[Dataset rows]
[Start]
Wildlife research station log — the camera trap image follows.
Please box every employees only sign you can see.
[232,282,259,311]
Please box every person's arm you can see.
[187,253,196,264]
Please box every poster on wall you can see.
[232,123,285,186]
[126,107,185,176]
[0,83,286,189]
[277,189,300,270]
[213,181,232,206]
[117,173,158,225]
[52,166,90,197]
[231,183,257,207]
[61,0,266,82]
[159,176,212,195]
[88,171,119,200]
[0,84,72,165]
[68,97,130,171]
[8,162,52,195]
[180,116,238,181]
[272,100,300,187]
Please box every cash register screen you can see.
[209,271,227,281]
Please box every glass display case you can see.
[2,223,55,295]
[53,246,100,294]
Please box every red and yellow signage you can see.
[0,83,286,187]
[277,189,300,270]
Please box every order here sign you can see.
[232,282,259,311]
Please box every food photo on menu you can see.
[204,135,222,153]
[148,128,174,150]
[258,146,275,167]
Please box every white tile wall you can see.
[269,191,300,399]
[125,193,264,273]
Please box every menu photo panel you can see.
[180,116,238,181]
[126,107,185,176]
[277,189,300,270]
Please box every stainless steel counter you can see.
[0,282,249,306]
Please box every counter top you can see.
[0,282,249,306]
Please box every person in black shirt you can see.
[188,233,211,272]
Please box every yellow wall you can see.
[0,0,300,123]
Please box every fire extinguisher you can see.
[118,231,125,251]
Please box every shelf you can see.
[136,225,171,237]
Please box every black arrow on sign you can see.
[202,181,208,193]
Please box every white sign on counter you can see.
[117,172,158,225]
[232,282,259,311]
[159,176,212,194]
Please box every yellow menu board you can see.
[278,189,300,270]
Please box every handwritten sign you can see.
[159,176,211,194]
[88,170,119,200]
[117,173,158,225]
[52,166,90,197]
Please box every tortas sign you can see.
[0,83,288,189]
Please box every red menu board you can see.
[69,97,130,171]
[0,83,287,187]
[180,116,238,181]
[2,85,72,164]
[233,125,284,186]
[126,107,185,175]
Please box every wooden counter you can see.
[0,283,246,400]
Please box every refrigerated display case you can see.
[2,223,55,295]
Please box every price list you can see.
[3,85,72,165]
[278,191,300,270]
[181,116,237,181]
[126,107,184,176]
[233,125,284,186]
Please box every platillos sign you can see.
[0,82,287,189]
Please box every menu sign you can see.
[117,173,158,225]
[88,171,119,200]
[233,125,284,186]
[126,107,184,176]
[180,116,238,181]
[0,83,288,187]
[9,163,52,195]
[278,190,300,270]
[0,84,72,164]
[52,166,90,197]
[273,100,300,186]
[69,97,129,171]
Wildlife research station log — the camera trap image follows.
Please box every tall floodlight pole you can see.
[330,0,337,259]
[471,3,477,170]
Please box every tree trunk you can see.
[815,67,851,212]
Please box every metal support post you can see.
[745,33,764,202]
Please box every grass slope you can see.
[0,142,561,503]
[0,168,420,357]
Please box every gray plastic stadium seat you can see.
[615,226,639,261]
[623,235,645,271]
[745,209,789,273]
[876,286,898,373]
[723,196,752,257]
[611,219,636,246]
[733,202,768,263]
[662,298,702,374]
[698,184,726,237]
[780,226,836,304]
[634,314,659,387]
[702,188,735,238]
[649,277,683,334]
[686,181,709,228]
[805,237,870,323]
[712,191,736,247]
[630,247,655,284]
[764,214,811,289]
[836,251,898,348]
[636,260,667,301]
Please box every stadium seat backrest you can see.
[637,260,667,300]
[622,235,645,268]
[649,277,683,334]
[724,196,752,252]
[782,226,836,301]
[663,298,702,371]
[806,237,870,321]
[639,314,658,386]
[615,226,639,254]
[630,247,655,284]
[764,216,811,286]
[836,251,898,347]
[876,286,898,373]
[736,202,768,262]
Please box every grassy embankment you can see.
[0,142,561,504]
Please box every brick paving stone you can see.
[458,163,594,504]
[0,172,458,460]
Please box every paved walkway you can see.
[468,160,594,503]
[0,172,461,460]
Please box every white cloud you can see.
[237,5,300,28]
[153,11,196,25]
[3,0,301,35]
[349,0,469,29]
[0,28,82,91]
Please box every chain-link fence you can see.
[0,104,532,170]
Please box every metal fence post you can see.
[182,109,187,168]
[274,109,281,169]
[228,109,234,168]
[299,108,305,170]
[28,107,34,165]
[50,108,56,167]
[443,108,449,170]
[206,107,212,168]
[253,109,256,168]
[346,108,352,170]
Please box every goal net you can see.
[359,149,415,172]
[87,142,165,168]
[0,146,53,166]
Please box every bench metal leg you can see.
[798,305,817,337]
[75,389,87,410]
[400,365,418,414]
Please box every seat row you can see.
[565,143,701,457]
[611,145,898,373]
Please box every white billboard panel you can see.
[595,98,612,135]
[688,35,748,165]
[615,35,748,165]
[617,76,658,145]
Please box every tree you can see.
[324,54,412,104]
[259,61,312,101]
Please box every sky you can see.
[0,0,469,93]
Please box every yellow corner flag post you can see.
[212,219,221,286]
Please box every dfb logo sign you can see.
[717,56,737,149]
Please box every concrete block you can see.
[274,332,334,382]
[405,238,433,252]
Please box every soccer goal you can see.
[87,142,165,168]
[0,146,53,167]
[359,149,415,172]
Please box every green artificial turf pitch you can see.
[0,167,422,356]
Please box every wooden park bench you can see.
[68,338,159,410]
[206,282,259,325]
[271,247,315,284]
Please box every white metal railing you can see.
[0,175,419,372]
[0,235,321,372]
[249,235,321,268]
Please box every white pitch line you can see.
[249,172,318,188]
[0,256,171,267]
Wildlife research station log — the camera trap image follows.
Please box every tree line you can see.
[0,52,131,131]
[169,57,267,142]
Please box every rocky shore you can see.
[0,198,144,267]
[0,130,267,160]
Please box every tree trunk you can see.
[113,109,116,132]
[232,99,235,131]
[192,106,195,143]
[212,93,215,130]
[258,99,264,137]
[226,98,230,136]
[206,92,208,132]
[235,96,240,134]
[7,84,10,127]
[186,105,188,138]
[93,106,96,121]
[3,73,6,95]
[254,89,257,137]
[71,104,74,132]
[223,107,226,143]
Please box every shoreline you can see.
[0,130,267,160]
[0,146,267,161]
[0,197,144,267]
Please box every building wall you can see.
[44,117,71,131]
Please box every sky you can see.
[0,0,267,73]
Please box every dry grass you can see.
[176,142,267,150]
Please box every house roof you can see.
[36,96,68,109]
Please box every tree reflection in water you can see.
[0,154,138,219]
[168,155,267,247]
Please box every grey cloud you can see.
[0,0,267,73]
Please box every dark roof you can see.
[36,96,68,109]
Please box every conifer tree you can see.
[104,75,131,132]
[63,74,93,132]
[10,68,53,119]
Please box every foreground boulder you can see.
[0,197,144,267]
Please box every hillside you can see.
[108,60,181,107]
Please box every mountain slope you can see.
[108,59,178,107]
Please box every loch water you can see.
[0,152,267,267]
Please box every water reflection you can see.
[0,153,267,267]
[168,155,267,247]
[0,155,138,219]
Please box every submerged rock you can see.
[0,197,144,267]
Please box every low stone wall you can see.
[End]
#### PROBLEM DETAILS:
Rewrite the material from the line with "Please box every stainless" to the line with "[136,225,171,237]" as a two-column CSV headed input and output, with one row per input paired with its answer. Put each field in quotation marks and replace any line breaks with spaces.

#### EXERCISE RESPONSE:
input,output
"Please box every stainless steel counter you can see.","[0,282,249,306]"
"Please box every counter top you can see.","[0,282,249,306]"
"Please box every person in black shirt you can see.","[188,233,211,272]"
"Please box every yellow wall you can see.","[0,0,300,123]"
"Please box every fire extinguisher you can see.","[118,231,125,251]"
"Please box every shelf you can see.","[136,225,171,237]"